### THE TASK
Repeat the data exactly, so that every line matches the original.

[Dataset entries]
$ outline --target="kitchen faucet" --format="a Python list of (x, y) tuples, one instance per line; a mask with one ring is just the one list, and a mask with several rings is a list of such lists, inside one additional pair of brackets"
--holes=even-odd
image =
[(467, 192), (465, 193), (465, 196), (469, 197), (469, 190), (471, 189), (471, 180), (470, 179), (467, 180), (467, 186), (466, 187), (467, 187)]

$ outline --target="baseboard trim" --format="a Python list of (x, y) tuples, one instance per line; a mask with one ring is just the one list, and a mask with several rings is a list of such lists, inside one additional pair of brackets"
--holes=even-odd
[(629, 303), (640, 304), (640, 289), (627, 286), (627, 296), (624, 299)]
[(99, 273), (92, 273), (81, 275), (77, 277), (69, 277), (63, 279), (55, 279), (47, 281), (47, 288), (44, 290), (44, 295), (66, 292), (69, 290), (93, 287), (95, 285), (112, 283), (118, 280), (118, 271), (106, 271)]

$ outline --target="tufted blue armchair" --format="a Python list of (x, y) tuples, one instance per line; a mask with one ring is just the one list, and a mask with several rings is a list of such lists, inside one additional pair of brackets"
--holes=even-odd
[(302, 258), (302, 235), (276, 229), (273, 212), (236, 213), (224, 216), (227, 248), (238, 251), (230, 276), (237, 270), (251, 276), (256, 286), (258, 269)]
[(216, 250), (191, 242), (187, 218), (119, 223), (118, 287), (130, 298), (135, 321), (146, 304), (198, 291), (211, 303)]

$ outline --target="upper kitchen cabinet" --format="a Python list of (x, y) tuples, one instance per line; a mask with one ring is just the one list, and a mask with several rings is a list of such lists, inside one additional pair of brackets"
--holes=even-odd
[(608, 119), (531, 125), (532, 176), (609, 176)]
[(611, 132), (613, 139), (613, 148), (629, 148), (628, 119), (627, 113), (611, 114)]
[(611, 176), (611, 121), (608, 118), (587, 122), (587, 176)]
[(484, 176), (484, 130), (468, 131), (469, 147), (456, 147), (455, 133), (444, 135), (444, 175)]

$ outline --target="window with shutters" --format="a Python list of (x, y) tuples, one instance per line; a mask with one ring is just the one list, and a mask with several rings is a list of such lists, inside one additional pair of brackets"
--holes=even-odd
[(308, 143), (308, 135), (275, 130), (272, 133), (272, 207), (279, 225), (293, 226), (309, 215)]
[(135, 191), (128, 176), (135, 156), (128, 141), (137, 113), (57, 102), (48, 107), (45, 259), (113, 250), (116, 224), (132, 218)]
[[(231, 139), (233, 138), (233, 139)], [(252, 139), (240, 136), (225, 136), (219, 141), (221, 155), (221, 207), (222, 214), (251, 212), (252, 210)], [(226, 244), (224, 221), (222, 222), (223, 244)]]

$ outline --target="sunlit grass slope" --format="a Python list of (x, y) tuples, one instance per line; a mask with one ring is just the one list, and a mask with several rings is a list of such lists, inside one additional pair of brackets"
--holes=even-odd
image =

### RESULT OF THE TASK
$ outline --target="kitchen faucet" --format="a Python list of (x, y) tuples, one instance per line; a mask with one ring is just the one list, and a mask with several rings is a list of such lists, inside one additional pair of brackets"
--holes=even-odd
image =
[(467, 192), (465, 193), (465, 196), (469, 197), (469, 190), (471, 189), (471, 180), (470, 179), (467, 180), (467, 186), (466, 187), (467, 187)]

$ outline --target="baseboard trim" --format="a Python list of (x, y) tuples, one instance per line; a mask with one ring is just the one list, and a mask with several rings is a list of such lists, inside one additional pair of brackets"
--holes=even-odd
[(629, 303), (640, 304), (640, 289), (627, 286), (627, 296), (624, 299)]
[(99, 273), (92, 273), (81, 275), (77, 277), (69, 277), (63, 279), (55, 279), (47, 281), (47, 288), (44, 290), (44, 295), (66, 292), (69, 290), (93, 287), (95, 285), (112, 283), (118, 280), (118, 271), (106, 271)]

$ outline --target="tufted blue armchair" --format="a Python list of (x, y) tuples, one instance per line; a mask with one ring is just the one list, and a mask with several rings is a list of such lists, inside one additional pair of brackets"
--holes=even-odd
[(302, 258), (302, 235), (276, 229), (273, 212), (236, 213), (224, 216), (227, 248), (238, 251), (230, 276), (237, 270), (251, 276), (256, 286), (258, 269)]
[(216, 250), (191, 242), (187, 218), (119, 223), (118, 287), (130, 298), (135, 321), (146, 304), (198, 291), (211, 303)]

$ outline --target="upper kitchen cabinet" --format="a Python list of (x, y) tuples, one instance per line; a mask with one ring is just the one list, and a mask with several rings is a list of such lists, inside one additional pair of brackets"
--holes=even-odd
[(608, 119), (531, 125), (532, 176), (609, 176)]
[(611, 132), (613, 139), (613, 148), (629, 148), (628, 119), (627, 113), (611, 114)]
[(611, 176), (611, 121), (608, 118), (587, 122), (587, 176)]
[(484, 176), (484, 130), (468, 131), (469, 147), (456, 147), (455, 133), (444, 135), (444, 175)]

$ outline --target="window with shutters" --format="a Python list of (x, y) tuples, one instance per line; a mask with one ring is just the one list, and a mask with several rings is a list of such lists, inside one additional pair of brackets"
--holes=even-odd
[(308, 143), (308, 135), (275, 130), (272, 133), (272, 207), (279, 225), (293, 226), (309, 215)]
[(135, 191), (128, 176), (135, 156), (128, 141), (137, 113), (57, 102), (48, 107), (45, 259), (113, 250), (116, 224), (132, 218)]
[[(231, 139), (233, 138), (233, 139)], [(252, 139), (240, 136), (225, 136), (219, 141), (221, 155), (221, 207), (222, 214), (251, 212), (252, 210)], [(226, 244), (224, 221), (222, 222), (223, 244)]]

$ outline --target="sunlit grass slope" --format="a Python list of (x, y) tuples, one instance per line; a mask with one ring is just the one list, and a mask with several rings is a list of such lists, inside one additional pair of brackets"
--holes=even-odd
image =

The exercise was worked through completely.